* [TASK DESCRIPTION]
Return every line of the material below that contains the string "person", copied without changes.

Recorded data:

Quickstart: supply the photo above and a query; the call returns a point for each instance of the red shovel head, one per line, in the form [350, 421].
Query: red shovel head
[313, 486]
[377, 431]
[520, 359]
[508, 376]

---

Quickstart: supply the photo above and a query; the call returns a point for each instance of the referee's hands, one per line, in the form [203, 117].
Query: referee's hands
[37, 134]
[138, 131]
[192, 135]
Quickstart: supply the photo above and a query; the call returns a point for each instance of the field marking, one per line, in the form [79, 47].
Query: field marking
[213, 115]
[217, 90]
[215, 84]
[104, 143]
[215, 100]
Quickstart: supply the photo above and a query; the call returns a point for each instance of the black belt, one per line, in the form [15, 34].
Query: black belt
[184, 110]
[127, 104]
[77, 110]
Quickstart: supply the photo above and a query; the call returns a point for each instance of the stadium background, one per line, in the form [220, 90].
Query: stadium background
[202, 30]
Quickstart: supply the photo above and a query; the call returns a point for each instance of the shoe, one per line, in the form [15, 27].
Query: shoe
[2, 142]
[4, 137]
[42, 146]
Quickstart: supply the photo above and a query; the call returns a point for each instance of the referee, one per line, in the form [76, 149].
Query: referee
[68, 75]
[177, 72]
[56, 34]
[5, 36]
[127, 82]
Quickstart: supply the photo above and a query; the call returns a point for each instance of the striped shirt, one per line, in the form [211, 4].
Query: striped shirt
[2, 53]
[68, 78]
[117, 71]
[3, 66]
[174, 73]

---

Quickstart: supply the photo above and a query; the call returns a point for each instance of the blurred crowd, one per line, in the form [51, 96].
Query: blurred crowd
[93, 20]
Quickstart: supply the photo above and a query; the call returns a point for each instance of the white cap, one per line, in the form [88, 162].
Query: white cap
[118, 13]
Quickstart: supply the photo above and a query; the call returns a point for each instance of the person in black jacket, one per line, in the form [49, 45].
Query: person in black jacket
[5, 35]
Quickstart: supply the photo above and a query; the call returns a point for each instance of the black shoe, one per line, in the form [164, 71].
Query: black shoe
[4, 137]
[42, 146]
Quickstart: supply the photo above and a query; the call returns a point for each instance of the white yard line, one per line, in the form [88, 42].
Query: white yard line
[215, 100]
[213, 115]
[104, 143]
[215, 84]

* [ANSWER TO THE EXERCISE]
Quickstart: supply the photo above and a query; the call returns a point for each instance of the person in black jacket, one per line, in the form [49, 45].
Query: person in black jacket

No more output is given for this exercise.